_Problem details_
Collect every line below that contains the word "labeling", and copy each such line in full.

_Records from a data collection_
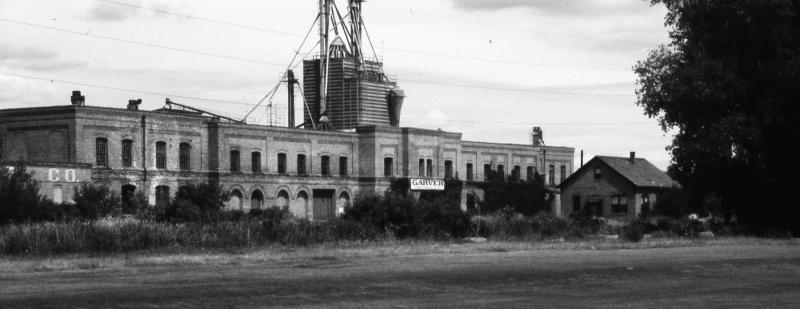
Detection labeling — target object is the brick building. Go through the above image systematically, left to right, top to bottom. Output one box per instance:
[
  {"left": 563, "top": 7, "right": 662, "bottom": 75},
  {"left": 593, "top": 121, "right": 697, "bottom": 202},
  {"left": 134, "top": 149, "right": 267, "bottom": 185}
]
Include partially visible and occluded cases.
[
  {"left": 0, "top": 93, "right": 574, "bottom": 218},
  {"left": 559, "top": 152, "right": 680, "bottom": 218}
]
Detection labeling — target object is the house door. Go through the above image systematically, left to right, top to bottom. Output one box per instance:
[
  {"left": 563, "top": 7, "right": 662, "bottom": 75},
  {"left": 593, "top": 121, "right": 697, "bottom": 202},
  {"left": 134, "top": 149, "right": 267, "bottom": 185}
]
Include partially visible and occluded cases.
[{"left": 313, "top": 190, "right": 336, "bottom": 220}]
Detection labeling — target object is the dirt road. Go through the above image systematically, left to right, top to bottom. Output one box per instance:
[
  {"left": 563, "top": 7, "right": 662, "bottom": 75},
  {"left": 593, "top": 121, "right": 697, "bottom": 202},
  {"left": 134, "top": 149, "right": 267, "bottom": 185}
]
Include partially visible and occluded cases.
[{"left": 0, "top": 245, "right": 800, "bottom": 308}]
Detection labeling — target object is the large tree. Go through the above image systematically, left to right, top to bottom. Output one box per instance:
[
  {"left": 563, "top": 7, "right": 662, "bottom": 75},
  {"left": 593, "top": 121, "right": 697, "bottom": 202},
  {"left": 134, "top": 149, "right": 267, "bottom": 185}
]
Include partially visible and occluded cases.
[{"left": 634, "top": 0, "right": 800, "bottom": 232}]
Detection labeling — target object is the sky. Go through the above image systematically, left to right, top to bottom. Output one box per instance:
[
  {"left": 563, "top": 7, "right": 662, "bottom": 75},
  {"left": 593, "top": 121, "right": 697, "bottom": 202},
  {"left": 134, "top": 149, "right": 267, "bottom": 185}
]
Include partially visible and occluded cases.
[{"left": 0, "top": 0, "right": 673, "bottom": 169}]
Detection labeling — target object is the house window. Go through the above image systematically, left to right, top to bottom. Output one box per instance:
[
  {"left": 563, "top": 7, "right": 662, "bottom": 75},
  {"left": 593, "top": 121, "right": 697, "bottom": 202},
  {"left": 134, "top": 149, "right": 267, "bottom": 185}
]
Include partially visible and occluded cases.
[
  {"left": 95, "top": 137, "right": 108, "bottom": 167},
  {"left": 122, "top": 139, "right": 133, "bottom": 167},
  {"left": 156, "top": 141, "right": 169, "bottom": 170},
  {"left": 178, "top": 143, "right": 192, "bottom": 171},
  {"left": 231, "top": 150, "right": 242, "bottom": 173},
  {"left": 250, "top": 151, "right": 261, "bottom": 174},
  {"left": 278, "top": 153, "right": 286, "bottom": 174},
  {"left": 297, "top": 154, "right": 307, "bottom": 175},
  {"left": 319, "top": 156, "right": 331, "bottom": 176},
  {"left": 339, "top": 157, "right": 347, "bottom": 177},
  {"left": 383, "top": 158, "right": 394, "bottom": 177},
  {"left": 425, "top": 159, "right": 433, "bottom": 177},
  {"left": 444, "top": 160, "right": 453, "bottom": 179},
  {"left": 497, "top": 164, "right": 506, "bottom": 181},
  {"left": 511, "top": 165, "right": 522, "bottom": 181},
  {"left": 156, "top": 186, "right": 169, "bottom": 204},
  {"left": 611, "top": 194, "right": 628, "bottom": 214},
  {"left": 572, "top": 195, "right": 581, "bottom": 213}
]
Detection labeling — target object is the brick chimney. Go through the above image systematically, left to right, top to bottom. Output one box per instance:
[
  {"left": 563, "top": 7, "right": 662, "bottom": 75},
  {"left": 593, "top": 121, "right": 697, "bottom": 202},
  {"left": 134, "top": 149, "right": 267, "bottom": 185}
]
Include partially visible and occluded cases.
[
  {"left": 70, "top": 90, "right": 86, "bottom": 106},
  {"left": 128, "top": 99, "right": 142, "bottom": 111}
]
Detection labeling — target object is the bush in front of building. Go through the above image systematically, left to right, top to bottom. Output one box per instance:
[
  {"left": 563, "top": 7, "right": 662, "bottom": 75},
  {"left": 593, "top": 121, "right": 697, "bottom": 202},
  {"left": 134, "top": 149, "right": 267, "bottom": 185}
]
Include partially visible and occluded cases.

==

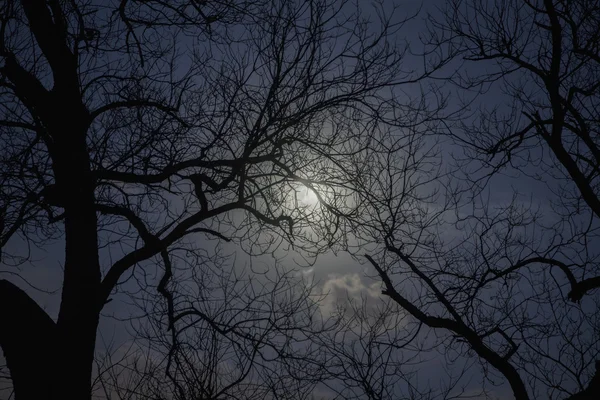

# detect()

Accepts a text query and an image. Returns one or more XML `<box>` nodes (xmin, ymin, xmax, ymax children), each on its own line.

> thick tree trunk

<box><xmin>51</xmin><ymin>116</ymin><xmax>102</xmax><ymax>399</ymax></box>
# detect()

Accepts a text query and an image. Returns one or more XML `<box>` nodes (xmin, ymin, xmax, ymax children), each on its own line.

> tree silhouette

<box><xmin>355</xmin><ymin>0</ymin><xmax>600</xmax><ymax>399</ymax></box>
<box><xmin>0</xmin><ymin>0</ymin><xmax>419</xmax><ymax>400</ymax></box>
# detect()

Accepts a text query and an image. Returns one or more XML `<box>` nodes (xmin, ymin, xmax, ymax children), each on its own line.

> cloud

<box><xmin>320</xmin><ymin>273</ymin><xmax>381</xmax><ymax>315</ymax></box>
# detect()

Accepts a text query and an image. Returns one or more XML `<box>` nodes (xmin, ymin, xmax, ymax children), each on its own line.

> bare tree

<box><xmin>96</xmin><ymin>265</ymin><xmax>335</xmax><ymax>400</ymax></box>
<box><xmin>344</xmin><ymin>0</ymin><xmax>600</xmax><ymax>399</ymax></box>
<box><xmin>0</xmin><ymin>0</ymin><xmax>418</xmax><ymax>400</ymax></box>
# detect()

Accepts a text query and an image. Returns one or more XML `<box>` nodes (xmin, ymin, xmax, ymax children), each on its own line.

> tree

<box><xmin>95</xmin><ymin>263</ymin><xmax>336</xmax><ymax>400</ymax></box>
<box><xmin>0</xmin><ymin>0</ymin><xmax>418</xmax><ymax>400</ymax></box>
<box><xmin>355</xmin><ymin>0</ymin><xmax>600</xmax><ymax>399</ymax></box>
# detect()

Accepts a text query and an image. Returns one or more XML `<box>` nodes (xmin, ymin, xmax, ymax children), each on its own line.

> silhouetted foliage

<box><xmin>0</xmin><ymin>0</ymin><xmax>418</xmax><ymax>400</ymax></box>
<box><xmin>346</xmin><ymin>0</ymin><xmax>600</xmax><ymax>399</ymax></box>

...

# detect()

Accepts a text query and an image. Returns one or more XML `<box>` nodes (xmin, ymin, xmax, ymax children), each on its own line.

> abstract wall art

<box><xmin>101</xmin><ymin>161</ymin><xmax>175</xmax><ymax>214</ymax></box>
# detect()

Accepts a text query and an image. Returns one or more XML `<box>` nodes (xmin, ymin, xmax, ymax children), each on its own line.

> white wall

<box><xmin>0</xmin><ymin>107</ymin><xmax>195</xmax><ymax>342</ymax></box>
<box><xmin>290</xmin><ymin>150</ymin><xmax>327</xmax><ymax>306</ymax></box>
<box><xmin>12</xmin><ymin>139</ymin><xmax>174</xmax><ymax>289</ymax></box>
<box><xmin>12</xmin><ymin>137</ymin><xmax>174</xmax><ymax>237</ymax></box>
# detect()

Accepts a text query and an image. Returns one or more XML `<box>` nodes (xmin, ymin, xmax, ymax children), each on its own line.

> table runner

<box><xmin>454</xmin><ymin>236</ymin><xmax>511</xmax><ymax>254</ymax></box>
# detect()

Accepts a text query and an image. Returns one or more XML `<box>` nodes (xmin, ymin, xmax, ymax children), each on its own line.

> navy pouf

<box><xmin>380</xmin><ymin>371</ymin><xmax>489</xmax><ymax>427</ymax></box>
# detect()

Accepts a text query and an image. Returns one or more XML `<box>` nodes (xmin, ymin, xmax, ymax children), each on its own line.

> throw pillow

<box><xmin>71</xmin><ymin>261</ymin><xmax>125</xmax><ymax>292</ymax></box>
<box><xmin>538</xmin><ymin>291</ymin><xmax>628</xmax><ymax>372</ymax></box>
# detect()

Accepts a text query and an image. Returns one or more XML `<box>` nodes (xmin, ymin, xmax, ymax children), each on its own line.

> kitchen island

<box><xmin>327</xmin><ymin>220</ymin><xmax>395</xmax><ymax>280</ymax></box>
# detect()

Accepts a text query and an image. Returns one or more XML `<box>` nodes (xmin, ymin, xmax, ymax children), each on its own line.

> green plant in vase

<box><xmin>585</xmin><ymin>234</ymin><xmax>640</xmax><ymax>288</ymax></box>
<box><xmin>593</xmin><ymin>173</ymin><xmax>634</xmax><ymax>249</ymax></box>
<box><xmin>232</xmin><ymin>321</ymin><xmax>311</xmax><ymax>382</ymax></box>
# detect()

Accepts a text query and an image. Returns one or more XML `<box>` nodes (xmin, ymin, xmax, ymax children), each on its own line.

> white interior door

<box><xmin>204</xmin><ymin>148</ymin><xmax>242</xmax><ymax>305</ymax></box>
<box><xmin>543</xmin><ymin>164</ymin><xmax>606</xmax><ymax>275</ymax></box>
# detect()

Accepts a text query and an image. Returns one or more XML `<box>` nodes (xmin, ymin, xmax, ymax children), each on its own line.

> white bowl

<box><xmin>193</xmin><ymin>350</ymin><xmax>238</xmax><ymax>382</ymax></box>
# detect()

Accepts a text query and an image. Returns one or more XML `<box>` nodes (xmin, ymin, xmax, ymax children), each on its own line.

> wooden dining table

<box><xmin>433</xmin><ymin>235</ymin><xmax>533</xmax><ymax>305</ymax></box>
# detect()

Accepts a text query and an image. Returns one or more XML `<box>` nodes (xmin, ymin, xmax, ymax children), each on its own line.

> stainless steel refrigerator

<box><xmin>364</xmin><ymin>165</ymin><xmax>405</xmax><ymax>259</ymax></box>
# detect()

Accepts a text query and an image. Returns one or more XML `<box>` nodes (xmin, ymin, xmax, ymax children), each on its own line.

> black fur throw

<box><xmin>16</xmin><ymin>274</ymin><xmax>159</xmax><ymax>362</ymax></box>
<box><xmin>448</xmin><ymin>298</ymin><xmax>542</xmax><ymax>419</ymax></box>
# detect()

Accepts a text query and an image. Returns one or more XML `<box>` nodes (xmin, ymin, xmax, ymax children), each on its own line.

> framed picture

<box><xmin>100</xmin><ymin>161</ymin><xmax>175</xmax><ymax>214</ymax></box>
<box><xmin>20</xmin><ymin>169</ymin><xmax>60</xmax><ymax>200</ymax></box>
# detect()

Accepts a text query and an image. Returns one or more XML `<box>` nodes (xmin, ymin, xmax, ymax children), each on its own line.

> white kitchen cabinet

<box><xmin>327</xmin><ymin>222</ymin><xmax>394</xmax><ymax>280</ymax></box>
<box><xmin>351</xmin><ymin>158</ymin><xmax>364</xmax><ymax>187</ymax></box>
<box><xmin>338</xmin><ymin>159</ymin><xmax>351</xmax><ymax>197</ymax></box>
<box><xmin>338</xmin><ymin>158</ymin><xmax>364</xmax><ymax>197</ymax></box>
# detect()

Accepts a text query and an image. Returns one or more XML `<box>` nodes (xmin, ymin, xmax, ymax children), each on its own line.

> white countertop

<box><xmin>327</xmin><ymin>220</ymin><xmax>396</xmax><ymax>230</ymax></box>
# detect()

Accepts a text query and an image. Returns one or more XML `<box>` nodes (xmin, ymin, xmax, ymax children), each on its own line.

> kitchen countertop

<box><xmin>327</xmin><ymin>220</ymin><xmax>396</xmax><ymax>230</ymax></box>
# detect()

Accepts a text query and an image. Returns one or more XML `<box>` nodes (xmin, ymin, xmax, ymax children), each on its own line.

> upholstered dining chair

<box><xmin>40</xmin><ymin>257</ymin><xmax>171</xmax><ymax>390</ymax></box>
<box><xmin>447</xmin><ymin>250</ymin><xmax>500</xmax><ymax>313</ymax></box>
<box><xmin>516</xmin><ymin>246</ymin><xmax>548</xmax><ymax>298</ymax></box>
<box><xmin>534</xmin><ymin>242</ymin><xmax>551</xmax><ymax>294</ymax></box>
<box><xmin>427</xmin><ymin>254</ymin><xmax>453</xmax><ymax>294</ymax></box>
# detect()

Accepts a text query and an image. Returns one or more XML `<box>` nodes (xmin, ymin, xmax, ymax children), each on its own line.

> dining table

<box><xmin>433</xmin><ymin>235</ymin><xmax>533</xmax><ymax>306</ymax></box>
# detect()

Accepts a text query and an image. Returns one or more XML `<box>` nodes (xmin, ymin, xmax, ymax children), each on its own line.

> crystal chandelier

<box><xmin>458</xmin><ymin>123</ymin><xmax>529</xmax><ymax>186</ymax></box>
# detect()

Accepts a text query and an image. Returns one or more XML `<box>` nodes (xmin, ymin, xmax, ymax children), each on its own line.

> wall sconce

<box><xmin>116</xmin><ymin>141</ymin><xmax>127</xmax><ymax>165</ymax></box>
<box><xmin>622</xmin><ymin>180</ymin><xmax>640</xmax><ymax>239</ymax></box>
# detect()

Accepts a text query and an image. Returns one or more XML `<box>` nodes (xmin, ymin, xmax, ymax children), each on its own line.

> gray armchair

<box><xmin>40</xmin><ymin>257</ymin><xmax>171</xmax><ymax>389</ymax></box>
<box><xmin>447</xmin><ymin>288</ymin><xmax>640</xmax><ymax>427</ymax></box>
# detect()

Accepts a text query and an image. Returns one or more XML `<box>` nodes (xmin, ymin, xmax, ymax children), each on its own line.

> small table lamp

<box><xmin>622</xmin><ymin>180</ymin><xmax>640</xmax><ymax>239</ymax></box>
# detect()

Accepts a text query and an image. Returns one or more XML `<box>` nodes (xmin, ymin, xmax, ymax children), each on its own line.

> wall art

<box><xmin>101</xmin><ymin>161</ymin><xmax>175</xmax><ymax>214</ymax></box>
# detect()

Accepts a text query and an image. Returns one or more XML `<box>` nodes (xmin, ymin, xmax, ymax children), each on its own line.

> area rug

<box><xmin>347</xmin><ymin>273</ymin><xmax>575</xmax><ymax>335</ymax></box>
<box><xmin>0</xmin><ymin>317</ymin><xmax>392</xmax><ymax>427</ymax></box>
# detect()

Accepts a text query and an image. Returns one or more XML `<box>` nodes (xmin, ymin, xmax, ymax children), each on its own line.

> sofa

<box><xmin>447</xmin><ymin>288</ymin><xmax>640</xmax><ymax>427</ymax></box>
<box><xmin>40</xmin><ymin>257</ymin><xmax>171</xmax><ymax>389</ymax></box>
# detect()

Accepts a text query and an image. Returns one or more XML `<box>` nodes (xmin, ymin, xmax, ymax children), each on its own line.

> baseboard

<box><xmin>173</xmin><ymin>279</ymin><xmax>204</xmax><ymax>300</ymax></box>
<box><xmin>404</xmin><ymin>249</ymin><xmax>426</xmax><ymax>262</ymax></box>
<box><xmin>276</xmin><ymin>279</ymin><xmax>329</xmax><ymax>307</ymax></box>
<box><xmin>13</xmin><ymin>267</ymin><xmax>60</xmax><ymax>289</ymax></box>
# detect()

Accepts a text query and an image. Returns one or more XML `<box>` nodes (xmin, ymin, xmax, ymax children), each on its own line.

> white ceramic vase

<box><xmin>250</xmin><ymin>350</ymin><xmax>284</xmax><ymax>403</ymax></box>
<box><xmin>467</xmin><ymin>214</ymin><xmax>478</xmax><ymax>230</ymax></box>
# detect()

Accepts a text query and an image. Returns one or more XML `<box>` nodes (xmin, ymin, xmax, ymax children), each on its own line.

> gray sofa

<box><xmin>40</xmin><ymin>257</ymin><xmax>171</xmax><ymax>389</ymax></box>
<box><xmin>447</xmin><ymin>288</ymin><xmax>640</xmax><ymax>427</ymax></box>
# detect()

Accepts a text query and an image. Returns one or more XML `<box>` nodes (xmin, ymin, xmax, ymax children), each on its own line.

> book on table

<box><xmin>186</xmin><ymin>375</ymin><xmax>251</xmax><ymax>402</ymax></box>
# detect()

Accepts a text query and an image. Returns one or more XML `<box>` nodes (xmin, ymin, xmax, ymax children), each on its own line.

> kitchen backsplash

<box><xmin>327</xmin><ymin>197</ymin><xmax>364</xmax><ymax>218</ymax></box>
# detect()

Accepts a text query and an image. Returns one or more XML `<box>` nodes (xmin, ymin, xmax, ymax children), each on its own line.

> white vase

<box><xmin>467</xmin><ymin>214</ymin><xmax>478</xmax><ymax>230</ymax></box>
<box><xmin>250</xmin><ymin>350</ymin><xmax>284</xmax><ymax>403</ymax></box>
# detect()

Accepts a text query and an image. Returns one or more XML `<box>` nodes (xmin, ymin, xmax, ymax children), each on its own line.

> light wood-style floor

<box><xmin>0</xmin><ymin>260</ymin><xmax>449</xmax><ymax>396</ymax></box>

_Output for this task_
Detection labeling — target object is the brick building. Go through the above image systematically, left to right, top to bottom. Output one box per instance:
Detection labeling — target object is the house door. Go through the above image systematically, left to right, top to bottom. Output one box per instance:
Detection labeling — target object is the dirt road. Go through the above image systematically, left to right, top to bottom. Output one box per instance:
Detection labeling — target object is the large tree. Go through the above image systematically, left to right, top to bottom. Output one box per instance:
Detection labeling — target object is the sky. Go through the above image systematically, left to right, top to bottom. Output one box per instance:
Detection labeling — target object is the house window. Go through the above image systematically, left to right, top to bottom. Output one box per instance:
Detection labeling — target object is the brick chimney. Go through the above image systematically, left to right, top to bottom. Output one box per instance:
Detection labeling — target object is the bush in front of building. Go through the above image systematically, left to right, top to bottom. Output one box per instance:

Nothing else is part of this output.